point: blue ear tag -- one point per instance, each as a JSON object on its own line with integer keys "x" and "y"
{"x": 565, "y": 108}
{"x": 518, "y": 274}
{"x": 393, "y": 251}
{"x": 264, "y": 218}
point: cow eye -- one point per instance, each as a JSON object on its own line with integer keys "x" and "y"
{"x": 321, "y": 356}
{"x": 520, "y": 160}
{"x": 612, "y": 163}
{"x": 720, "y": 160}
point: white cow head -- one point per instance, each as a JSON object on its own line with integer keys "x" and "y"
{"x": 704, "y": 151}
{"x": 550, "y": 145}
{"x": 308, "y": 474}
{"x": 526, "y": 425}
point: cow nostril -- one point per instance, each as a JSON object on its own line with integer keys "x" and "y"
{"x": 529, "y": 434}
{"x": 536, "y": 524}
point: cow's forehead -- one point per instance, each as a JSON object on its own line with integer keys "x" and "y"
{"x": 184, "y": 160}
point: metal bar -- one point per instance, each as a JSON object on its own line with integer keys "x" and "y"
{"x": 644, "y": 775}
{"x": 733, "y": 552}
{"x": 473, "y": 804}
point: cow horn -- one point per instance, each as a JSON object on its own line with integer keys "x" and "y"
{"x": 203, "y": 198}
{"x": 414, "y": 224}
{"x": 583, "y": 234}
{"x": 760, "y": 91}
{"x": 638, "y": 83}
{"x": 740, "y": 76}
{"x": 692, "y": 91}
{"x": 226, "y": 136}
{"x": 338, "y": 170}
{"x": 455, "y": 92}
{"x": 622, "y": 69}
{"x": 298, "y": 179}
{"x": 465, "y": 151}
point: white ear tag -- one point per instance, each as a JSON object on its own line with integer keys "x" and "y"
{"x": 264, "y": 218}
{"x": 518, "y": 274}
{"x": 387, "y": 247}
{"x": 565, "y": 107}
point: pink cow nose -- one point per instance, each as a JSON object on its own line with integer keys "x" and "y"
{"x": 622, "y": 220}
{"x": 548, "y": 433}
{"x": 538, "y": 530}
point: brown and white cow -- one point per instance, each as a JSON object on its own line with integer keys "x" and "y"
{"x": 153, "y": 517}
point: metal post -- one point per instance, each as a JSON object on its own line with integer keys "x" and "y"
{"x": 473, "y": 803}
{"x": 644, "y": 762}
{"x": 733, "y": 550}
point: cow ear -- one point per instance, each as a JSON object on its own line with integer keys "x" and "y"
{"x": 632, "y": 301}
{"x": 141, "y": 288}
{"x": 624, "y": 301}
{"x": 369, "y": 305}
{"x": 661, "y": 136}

• Work order: All of the lines above must be returned exactly as they stand.

• Task response:
point: blue ear tag -- one point per instance, each as a JSON object on its own line with integer keys "x" and "y"
{"x": 565, "y": 108}
{"x": 518, "y": 274}
{"x": 393, "y": 251}
{"x": 264, "y": 218}
point: cow eye -- one point per instance, each as a JSON object on its own line with integer keys "x" and "y"
{"x": 321, "y": 356}
{"x": 520, "y": 160}
{"x": 612, "y": 163}
{"x": 720, "y": 160}
point: white cow head -- one point per instance, each as a JSON object on its own line with integer keys "x" and "y"
{"x": 704, "y": 151}
{"x": 550, "y": 145}
{"x": 308, "y": 474}
{"x": 526, "y": 425}
point: cow nostril -- one point per instance, each as a JSON object on its own line with integer keys "x" and "y"
{"x": 529, "y": 434}
{"x": 536, "y": 524}
point: cow's forehead -- one point per instance, each as a JSON object on its own line with integer keys "x" and "y"
{"x": 184, "y": 160}
point: metal bar -- one point per instance, each as a JSON object on its own line with integer keys "x" and "y"
{"x": 644, "y": 775}
{"x": 733, "y": 552}
{"x": 473, "y": 804}
point: cow horn -- one point per instance, each as a JSON object on its own line with integer keys "x" and "y"
{"x": 203, "y": 198}
{"x": 414, "y": 224}
{"x": 583, "y": 234}
{"x": 760, "y": 91}
{"x": 638, "y": 83}
{"x": 740, "y": 76}
{"x": 692, "y": 91}
{"x": 226, "y": 136}
{"x": 338, "y": 170}
{"x": 455, "y": 92}
{"x": 622, "y": 69}
{"x": 298, "y": 179}
{"x": 465, "y": 151}
point: white ear tag -- one point per instance, each as a JSON object on its own line with integer keys "x" and "y"
{"x": 264, "y": 218}
{"x": 518, "y": 274}
{"x": 387, "y": 247}
{"x": 565, "y": 107}
point: pink cow nose -- one point per instance, each as a JSON object on its own line with integer keys "x" and "y"
{"x": 622, "y": 220}
{"x": 548, "y": 433}
{"x": 538, "y": 530}
point: brown and white cow -- one point per instance, each as a JSON object on its own line with integer keys "x" and "y"
{"x": 153, "y": 517}
point: metal post -- one point per instance, each as a JSON object on its own line with integer keys "x" and "y"
{"x": 473, "y": 803}
{"x": 644, "y": 762}
{"x": 733, "y": 550}
point: cow ear -- one point per instance, each as a JSON object on its own line with integer keys "x" and "y"
{"x": 632, "y": 301}
{"x": 141, "y": 288}
{"x": 624, "y": 301}
{"x": 369, "y": 305}
{"x": 661, "y": 136}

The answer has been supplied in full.